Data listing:
※
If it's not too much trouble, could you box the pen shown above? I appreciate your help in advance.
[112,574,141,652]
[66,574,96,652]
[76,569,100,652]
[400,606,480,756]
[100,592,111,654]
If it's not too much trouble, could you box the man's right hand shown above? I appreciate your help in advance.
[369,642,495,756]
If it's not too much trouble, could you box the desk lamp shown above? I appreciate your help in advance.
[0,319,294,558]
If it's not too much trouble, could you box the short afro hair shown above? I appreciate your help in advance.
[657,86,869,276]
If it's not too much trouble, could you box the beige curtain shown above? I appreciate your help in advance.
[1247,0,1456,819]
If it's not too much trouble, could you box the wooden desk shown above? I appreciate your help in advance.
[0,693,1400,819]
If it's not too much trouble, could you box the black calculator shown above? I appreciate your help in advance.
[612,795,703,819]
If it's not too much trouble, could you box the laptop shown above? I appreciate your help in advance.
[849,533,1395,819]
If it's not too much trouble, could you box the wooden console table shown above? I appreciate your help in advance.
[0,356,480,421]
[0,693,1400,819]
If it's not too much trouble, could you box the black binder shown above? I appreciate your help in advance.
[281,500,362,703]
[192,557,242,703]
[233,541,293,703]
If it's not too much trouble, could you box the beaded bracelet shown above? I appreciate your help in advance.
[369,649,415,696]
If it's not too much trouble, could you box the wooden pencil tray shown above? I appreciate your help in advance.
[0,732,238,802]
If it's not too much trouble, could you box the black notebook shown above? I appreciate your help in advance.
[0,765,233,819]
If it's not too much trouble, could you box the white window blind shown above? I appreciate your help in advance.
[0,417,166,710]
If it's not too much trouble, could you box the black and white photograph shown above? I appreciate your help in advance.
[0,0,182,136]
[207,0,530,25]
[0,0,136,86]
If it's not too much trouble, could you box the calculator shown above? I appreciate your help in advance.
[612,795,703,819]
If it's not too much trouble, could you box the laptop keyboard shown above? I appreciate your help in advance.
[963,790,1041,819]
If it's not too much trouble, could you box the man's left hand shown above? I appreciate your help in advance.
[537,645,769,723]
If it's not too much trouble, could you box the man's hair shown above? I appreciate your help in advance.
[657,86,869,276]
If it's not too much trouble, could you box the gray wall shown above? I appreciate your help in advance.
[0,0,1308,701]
※
# Problem to solve
Extract the lines verbatim, starting with the line containing "If it's not too much trouble, could you box the white" and running through the end of the entries, both ends included.

# The response
If it's not too much trouble, could you box the white window blind shown above? I appreciate your help in advance.
[0,417,166,710]
If it's not too much trouble, could you box the black and white photograph shown above? I appreciate your help in advance.
[0,0,182,136]
[207,0,530,25]
[0,0,136,86]
If it's not too much trouble, could you box the calculator shown above? I appreciate your help in advance.
[612,795,703,819]
If it's not too much trouble, could you box the laptop keyboard shown above? I appreciate your help in advance.
[963,790,1041,819]
If it's not too much trouble, could you box the man's left hand shown above? I appreciate your help in advance.
[537,645,769,723]
If it's not too much trouble, could you box the man's hair shown above? I appreciate your help in advance.
[657,86,869,276]
If it's not too much trouble, could you box the gray wall shown above? I appreciate your help in advance.
[0,0,1308,701]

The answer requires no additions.